SHORT EXERCISE
How many lines in the records below contain the word "marking"? Tally them and reply with the number alone.

--------

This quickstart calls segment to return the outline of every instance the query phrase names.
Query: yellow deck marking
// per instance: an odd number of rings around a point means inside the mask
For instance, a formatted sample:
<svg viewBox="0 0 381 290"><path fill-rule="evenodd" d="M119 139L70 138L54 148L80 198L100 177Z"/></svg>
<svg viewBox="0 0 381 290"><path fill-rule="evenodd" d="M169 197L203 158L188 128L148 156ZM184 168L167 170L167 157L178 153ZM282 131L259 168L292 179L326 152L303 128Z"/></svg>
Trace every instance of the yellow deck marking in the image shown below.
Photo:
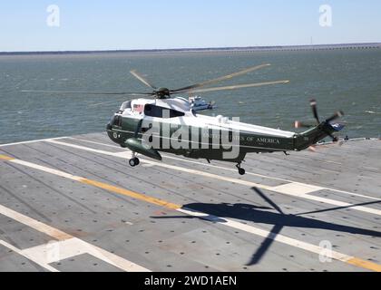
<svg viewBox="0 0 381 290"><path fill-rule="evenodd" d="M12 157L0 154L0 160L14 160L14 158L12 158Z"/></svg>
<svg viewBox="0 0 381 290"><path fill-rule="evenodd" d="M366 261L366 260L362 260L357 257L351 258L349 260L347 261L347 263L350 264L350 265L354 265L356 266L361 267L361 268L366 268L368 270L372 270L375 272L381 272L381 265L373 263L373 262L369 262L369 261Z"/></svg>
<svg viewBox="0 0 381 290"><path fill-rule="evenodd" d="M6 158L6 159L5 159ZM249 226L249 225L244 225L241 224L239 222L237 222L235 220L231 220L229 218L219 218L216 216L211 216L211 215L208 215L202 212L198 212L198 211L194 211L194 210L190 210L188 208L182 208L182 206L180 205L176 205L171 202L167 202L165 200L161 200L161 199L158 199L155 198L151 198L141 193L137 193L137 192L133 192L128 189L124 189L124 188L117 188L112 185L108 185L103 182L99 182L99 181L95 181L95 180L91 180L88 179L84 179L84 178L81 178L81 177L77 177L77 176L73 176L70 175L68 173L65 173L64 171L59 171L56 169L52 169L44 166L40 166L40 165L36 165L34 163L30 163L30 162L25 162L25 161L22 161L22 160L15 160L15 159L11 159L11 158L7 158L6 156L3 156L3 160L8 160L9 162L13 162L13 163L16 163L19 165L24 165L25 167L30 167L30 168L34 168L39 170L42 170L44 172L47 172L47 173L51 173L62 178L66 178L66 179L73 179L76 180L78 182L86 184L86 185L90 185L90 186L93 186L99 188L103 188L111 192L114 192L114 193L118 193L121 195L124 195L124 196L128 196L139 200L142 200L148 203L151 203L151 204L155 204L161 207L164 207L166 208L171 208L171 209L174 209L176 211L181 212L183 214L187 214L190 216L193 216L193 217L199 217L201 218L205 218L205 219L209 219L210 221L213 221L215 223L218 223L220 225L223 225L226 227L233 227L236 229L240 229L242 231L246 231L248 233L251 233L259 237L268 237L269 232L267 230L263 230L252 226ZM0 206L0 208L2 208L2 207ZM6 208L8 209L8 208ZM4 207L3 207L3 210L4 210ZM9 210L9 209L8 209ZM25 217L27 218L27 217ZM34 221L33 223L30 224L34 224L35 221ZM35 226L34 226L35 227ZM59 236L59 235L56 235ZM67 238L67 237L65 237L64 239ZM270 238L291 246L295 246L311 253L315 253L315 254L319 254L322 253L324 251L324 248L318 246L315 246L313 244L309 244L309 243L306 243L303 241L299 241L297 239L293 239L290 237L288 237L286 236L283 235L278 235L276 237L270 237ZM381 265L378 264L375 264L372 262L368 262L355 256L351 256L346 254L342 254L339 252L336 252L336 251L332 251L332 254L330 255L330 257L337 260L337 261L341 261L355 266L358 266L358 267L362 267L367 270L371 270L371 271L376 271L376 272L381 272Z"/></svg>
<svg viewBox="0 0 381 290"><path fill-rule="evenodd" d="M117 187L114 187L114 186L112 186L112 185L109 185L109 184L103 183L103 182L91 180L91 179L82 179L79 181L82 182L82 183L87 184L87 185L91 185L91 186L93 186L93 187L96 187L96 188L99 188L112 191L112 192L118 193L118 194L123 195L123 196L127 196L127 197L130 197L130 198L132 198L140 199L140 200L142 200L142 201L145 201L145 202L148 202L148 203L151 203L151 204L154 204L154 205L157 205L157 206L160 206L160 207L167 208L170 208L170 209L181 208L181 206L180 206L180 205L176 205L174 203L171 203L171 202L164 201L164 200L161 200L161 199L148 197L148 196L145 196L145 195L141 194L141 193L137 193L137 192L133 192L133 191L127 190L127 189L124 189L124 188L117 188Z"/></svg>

--------

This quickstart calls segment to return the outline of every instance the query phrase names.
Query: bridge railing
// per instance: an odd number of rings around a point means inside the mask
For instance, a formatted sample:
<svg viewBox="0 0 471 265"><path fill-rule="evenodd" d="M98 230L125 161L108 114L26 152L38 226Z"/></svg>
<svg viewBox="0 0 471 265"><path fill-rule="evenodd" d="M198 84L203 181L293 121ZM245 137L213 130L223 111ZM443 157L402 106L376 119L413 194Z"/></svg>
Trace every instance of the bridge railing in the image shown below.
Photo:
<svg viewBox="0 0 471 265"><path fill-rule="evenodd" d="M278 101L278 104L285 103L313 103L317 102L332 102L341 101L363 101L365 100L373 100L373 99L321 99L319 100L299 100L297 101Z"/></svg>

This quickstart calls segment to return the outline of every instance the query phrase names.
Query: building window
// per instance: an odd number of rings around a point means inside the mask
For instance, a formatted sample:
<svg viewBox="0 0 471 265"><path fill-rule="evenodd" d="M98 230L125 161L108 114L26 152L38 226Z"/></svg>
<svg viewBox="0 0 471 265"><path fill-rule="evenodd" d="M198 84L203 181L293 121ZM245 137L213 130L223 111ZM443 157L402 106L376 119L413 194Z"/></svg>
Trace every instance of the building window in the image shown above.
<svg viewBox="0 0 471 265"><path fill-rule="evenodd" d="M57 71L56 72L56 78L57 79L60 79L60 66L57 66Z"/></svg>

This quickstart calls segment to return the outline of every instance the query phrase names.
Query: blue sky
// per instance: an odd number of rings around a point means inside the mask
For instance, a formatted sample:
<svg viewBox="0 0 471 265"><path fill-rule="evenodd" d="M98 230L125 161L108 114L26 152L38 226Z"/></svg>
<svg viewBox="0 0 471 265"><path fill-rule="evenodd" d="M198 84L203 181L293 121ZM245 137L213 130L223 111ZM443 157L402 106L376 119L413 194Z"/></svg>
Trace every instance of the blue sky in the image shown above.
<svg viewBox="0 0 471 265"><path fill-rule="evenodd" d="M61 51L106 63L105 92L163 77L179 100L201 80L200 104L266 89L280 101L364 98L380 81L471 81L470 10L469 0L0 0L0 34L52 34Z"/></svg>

--------

TASK RESULT
2